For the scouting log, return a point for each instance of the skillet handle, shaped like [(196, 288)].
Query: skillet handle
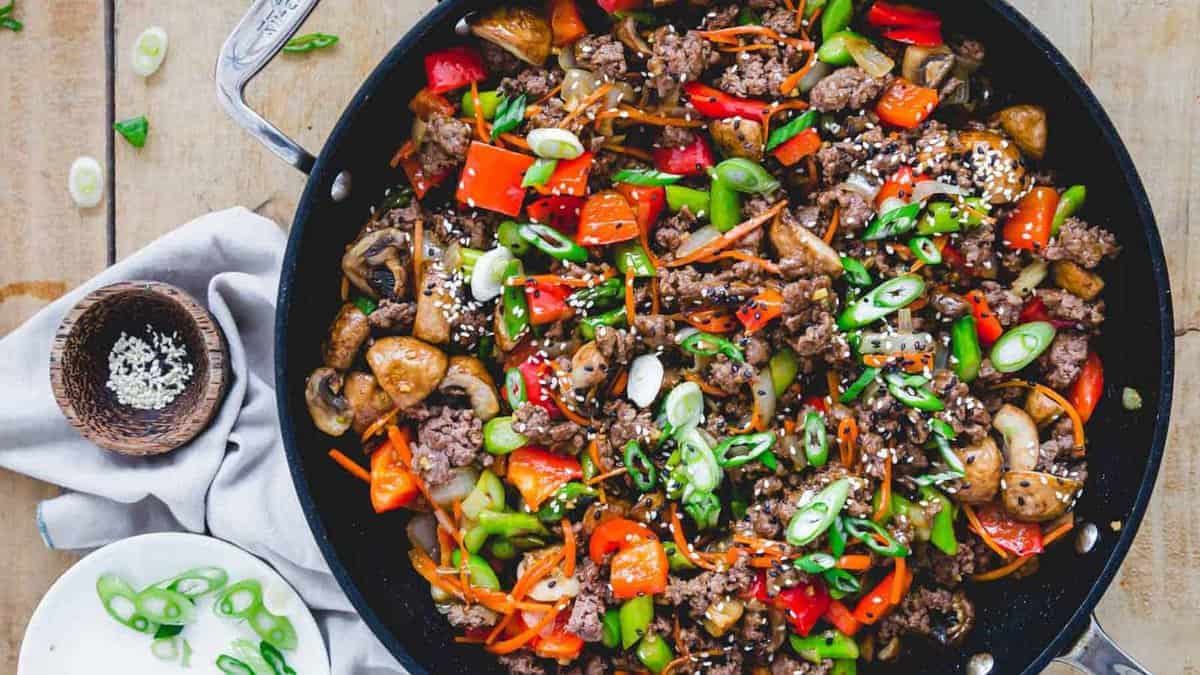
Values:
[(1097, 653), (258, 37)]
* * *
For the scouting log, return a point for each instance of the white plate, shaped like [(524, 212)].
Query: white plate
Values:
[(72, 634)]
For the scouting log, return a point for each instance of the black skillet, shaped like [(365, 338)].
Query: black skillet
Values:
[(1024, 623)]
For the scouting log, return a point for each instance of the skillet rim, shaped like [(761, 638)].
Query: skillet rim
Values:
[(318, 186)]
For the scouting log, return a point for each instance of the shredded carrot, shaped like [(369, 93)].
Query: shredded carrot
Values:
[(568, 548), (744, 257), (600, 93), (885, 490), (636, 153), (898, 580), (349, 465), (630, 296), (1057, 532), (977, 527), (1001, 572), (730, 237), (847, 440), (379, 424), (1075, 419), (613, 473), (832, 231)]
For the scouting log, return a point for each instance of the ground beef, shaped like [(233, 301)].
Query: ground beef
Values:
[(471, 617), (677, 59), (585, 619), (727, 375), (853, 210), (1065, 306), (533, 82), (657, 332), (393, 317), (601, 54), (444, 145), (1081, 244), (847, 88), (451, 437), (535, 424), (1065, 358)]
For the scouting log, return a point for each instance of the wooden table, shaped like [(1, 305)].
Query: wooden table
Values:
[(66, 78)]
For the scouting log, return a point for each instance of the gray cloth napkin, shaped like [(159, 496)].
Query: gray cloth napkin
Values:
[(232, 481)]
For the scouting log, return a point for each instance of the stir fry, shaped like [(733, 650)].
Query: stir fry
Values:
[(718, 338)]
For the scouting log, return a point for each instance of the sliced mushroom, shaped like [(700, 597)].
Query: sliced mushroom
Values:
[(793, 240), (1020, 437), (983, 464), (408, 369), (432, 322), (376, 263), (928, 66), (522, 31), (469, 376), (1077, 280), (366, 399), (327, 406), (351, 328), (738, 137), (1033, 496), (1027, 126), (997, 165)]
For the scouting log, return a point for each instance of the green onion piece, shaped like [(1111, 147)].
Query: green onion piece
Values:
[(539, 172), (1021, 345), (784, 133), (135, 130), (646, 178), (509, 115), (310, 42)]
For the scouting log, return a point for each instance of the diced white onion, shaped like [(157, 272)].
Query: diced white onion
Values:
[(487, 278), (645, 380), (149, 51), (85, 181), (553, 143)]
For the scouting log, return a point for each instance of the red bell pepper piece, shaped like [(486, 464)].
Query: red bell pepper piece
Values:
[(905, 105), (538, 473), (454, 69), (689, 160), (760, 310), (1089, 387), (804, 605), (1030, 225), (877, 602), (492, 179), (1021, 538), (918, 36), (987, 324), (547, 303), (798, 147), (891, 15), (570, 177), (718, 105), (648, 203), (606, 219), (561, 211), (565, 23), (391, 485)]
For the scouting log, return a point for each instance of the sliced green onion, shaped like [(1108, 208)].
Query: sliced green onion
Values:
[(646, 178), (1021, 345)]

Directions:
Copy out the records from the line that contains "like [(196, 288)]." up to and including the line that contains "[(1097, 653), (258, 37)]", reproducing each line unchanged. Leave the pictures out of your answer.

Written solution:
For the scouting log, return a point for each instance of the skillet handle, shaped like [(196, 288)].
Query: skillet handle
Values:
[(1097, 653), (258, 37)]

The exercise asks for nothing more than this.